*TASK STATEMENT*:
Every line with the string "wheel" in it belongs in your answer, so copy them all from the data.

*EXCERPTED DATA*:
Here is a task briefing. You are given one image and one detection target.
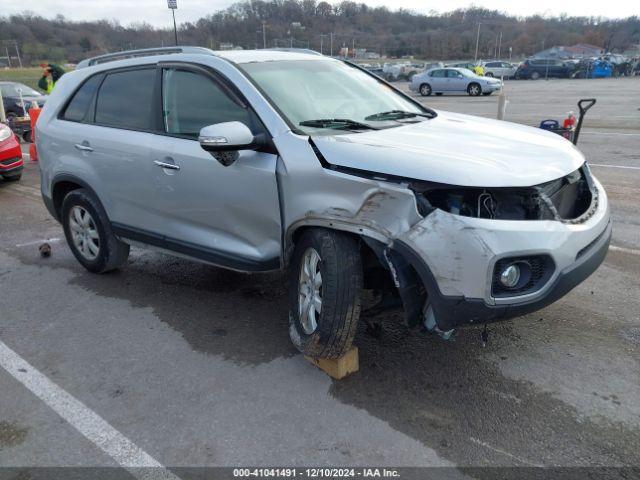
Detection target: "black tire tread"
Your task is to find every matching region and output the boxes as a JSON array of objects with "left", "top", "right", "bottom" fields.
[
  {"left": 61, "top": 188, "right": 130, "bottom": 274},
  {"left": 289, "top": 228, "right": 362, "bottom": 359}
]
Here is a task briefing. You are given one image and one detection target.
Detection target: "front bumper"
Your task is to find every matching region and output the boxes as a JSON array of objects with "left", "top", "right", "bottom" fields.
[
  {"left": 0, "top": 133, "right": 24, "bottom": 176},
  {"left": 393, "top": 178, "right": 611, "bottom": 331},
  {"left": 483, "top": 82, "right": 502, "bottom": 92}
]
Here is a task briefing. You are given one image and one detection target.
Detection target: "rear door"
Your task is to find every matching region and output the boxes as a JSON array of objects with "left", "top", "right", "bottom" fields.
[
  {"left": 445, "top": 69, "right": 466, "bottom": 92},
  {"left": 148, "top": 64, "right": 281, "bottom": 271},
  {"left": 56, "top": 67, "right": 162, "bottom": 233},
  {"left": 429, "top": 69, "right": 447, "bottom": 91}
]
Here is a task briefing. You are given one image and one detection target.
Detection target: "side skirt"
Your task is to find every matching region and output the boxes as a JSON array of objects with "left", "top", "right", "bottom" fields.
[{"left": 111, "top": 223, "right": 281, "bottom": 273}]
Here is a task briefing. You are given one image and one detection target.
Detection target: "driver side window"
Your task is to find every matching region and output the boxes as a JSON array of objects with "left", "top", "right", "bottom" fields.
[{"left": 162, "top": 68, "right": 251, "bottom": 138}]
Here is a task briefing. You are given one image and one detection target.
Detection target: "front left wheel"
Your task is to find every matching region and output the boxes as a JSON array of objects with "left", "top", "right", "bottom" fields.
[
  {"left": 289, "top": 229, "right": 363, "bottom": 359},
  {"left": 467, "top": 83, "right": 482, "bottom": 96},
  {"left": 61, "top": 188, "right": 130, "bottom": 273}
]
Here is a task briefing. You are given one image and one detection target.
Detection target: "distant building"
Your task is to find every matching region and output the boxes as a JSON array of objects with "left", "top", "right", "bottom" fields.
[{"left": 533, "top": 43, "right": 603, "bottom": 59}]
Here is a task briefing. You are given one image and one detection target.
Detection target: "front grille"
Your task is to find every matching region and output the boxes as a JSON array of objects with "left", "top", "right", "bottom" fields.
[
  {"left": 0, "top": 157, "right": 21, "bottom": 166},
  {"left": 492, "top": 255, "right": 555, "bottom": 298}
]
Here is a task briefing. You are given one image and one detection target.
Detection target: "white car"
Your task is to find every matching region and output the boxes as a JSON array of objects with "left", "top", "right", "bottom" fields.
[
  {"left": 482, "top": 60, "right": 518, "bottom": 78},
  {"left": 410, "top": 67, "right": 502, "bottom": 96},
  {"left": 37, "top": 47, "right": 610, "bottom": 358}
]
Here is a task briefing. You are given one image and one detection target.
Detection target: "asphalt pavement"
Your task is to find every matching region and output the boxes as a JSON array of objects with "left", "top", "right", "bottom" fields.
[{"left": 0, "top": 77, "right": 638, "bottom": 478}]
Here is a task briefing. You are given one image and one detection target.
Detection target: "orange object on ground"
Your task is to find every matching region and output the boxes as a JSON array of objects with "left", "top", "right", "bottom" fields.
[{"left": 28, "top": 103, "right": 41, "bottom": 162}]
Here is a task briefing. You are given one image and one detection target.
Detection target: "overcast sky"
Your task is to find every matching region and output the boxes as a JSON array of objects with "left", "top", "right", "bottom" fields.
[{"left": 2, "top": 0, "right": 637, "bottom": 27}]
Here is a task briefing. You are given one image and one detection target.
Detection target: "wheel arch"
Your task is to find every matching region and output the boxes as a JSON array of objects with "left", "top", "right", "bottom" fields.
[{"left": 51, "top": 174, "right": 103, "bottom": 222}]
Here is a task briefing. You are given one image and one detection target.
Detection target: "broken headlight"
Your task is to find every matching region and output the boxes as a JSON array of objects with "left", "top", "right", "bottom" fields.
[{"left": 412, "top": 166, "right": 595, "bottom": 222}]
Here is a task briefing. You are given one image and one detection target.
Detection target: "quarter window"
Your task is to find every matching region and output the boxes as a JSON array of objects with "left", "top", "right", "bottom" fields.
[
  {"left": 162, "top": 69, "right": 250, "bottom": 138},
  {"left": 62, "top": 75, "right": 102, "bottom": 122},
  {"left": 95, "top": 69, "right": 155, "bottom": 130}
]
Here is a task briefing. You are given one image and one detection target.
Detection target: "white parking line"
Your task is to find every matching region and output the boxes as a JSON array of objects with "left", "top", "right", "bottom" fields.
[
  {"left": 15, "top": 238, "right": 62, "bottom": 248},
  {"left": 590, "top": 164, "right": 640, "bottom": 171},
  {"left": 610, "top": 245, "right": 640, "bottom": 256},
  {"left": 0, "top": 340, "right": 180, "bottom": 480},
  {"left": 469, "top": 437, "right": 542, "bottom": 467},
  {"left": 582, "top": 131, "right": 640, "bottom": 136}
]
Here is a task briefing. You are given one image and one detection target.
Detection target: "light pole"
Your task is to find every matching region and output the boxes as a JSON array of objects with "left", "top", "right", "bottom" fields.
[
  {"left": 320, "top": 34, "right": 328, "bottom": 55},
  {"left": 167, "top": 0, "right": 178, "bottom": 46},
  {"left": 497, "top": 31, "right": 503, "bottom": 59},
  {"left": 474, "top": 23, "right": 481, "bottom": 62},
  {"left": 262, "top": 21, "right": 267, "bottom": 49}
]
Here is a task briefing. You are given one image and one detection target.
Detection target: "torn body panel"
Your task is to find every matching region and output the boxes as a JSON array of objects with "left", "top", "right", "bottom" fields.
[
  {"left": 275, "top": 129, "right": 611, "bottom": 332},
  {"left": 393, "top": 178, "right": 610, "bottom": 330}
]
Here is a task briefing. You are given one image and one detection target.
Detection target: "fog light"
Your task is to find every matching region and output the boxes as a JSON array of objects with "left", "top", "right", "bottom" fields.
[{"left": 500, "top": 264, "right": 520, "bottom": 288}]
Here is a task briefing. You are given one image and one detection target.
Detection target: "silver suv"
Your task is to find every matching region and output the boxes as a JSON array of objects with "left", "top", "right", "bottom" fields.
[{"left": 37, "top": 47, "right": 611, "bottom": 358}]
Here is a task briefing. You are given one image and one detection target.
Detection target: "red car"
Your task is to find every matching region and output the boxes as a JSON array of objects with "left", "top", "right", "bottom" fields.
[{"left": 0, "top": 122, "right": 23, "bottom": 181}]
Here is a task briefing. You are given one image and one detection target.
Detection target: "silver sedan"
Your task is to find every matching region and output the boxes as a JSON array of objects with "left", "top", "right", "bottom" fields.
[{"left": 410, "top": 67, "right": 502, "bottom": 97}]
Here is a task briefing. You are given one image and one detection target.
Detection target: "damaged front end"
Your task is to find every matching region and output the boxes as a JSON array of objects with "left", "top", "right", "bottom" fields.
[
  {"left": 367, "top": 164, "right": 609, "bottom": 337},
  {"left": 412, "top": 165, "right": 597, "bottom": 224}
]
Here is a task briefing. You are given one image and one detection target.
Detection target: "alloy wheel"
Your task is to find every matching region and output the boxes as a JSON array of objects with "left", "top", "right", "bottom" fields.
[
  {"left": 298, "top": 247, "right": 323, "bottom": 334},
  {"left": 69, "top": 206, "right": 100, "bottom": 260}
]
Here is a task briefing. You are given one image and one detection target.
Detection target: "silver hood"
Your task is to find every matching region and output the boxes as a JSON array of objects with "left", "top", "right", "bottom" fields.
[{"left": 311, "top": 110, "right": 586, "bottom": 187}]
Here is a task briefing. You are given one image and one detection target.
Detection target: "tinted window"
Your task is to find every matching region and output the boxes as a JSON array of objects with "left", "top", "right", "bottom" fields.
[
  {"left": 430, "top": 69, "right": 445, "bottom": 78},
  {"left": 62, "top": 75, "right": 102, "bottom": 122},
  {"left": 446, "top": 69, "right": 463, "bottom": 78},
  {"left": 162, "top": 69, "right": 250, "bottom": 138},
  {"left": 95, "top": 69, "right": 155, "bottom": 130},
  {"left": 486, "top": 62, "right": 500, "bottom": 68}
]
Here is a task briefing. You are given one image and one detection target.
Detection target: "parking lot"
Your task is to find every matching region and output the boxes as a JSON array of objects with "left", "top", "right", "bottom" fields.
[{"left": 1, "top": 77, "right": 639, "bottom": 477}]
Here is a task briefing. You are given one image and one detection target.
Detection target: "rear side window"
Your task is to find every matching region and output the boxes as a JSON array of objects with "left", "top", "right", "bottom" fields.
[
  {"left": 486, "top": 62, "right": 500, "bottom": 68},
  {"left": 62, "top": 75, "right": 102, "bottom": 122},
  {"left": 95, "top": 69, "right": 155, "bottom": 130},
  {"left": 430, "top": 69, "right": 445, "bottom": 78},
  {"left": 161, "top": 69, "right": 250, "bottom": 138}
]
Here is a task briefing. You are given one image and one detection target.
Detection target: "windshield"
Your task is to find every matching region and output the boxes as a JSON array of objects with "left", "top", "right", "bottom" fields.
[{"left": 241, "top": 59, "right": 426, "bottom": 135}]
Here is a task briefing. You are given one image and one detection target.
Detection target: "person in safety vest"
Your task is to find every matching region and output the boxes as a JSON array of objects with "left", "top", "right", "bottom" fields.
[{"left": 38, "top": 63, "right": 66, "bottom": 93}]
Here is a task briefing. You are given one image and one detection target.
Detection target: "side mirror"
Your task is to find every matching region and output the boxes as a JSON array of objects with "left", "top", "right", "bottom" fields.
[{"left": 198, "top": 122, "right": 256, "bottom": 153}]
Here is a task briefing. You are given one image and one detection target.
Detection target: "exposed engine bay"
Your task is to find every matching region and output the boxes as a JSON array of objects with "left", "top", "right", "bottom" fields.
[{"left": 413, "top": 166, "right": 596, "bottom": 223}]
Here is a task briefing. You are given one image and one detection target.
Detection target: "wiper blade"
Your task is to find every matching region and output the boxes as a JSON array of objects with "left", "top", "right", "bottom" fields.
[
  {"left": 299, "top": 118, "right": 379, "bottom": 130},
  {"left": 365, "top": 109, "right": 436, "bottom": 121}
]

*ANSWER SECTION*:
Detection target: "front left wheel"
Detection target: "wheel arch"
Detection target: "alloy wheel"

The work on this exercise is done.